%%

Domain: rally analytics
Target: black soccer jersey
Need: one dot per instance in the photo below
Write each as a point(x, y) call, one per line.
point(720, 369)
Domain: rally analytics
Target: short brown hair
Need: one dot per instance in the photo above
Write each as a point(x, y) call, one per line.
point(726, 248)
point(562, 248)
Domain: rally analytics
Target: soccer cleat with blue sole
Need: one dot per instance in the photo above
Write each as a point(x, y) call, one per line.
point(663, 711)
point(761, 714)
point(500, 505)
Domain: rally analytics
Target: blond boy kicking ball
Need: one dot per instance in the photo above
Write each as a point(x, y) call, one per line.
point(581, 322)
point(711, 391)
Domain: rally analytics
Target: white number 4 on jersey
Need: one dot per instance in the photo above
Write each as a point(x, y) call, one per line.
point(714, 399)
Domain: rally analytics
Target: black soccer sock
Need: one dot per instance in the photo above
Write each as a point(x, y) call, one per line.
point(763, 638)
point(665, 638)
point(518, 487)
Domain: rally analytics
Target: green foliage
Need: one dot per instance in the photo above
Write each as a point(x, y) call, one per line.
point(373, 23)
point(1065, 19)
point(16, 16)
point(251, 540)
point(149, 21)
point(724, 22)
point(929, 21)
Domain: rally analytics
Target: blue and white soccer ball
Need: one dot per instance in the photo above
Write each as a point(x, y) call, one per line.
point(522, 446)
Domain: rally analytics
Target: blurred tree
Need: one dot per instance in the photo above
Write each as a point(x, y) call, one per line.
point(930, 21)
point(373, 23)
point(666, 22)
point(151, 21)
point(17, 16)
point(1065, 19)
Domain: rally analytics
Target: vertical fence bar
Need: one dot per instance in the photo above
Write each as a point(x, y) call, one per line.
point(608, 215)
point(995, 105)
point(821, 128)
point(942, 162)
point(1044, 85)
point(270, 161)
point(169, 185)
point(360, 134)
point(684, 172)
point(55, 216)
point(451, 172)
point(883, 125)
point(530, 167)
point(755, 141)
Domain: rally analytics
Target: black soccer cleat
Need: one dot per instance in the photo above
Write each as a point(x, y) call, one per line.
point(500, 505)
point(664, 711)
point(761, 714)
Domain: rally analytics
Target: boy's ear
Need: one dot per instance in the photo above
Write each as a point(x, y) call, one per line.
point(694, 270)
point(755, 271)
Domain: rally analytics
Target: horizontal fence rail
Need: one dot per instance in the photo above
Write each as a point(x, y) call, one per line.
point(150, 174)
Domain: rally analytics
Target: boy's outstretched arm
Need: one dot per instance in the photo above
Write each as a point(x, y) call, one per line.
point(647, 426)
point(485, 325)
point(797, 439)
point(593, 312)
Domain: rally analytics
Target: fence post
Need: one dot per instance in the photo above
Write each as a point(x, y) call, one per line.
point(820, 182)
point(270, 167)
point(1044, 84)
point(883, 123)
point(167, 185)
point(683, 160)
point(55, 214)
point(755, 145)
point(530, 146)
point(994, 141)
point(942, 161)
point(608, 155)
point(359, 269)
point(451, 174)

%%

Exercise brief: Give the complete material back, word for word.

Solution to this exercise:
Domain: rally analytics
Target: black soccer jersey
Need: one dot per instance in the photo below
Write each as a point(x, y) call, one per line.
point(720, 369)
Domain: rally analytics
Target: short brown hair
Need: one dot per instance in the photo above
Write each as a point(x, y) call, one per line.
point(726, 248)
point(562, 248)
Domain: rally analytics
Target: soccer cleat with blue sole
Need: one dot per instance in the photo above
Write each as a point(x, y) call, one per line.
point(663, 711)
point(761, 714)
point(500, 505)
Domain: rally analytics
Target: blond boy kicking ball
Need: one dot per instance in the photo above
Write each as a point(x, y) call, one per line.
point(581, 322)
point(711, 391)
Domain: rally analytics
Target: white number 4 on jersey
Need: one dot per instance in the photo above
Write each as a point(x, y) call, one per line.
point(714, 399)
Domain: rally analytics
Target: black soccer sock
Need: one dot per instance in the photo above
Write each as a point(x, y) call, one per line.
point(763, 638)
point(665, 638)
point(518, 487)
Domain: rally analytics
Target: green foliage
Need: one dot per instance in the photo above
Write each as a point(x, y) call, one per line.
point(373, 23)
point(1065, 19)
point(16, 16)
point(251, 540)
point(149, 21)
point(724, 22)
point(929, 21)
Domain: rally analytics
Target: blue and white soccer ball
Need: one dot per instance in the photo above
Write each as a point(x, y) call, one per line.
point(522, 446)
Domain: rally analytics
Target: blurred tree
Need: one dot per instance in the photo above
Write each as a point(x, y) call, one per line.
point(930, 21)
point(373, 23)
point(666, 22)
point(151, 21)
point(17, 16)
point(1065, 19)
Domain: rally analytics
Target: vertical fence bar
Need: one dot per instance in the photo above
Write each as a point(x, y) call, one per line.
point(608, 215)
point(995, 105)
point(821, 128)
point(942, 162)
point(1044, 85)
point(270, 161)
point(169, 185)
point(360, 134)
point(684, 172)
point(55, 216)
point(451, 172)
point(883, 125)
point(530, 167)
point(755, 141)
Domain: rally analytics
Target: black soccer cleat
Need: one dot per instance in the photo above
Write each as a point(x, y) call, one per line.
point(500, 505)
point(664, 711)
point(761, 714)
Domain: rally analytics
Target: boy's ear
Need: one dot per instance in the photo above
Write each as a point(x, y) call, one per line.
point(694, 270)
point(755, 271)
Domain: rally analytics
Target: horizontal fence rail
Need: one dot per instance in the photo above
Write each as a point(x, y) call, one per line.
point(150, 174)
Domain: rally analytics
Target: boy's outstretched arm
Need: one dot per instance in the photo above
Write each as a point(x, y) call, one per line.
point(647, 426)
point(485, 325)
point(797, 439)
point(593, 312)
Domain: rally analytics
Target: fence post
Need: one dot per instance in the photo above
Write each as a point(x, y) call, one per line.
point(820, 182)
point(270, 167)
point(1044, 84)
point(883, 123)
point(167, 185)
point(683, 160)
point(55, 214)
point(755, 145)
point(530, 146)
point(994, 141)
point(942, 161)
point(608, 155)
point(359, 269)
point(451, 174)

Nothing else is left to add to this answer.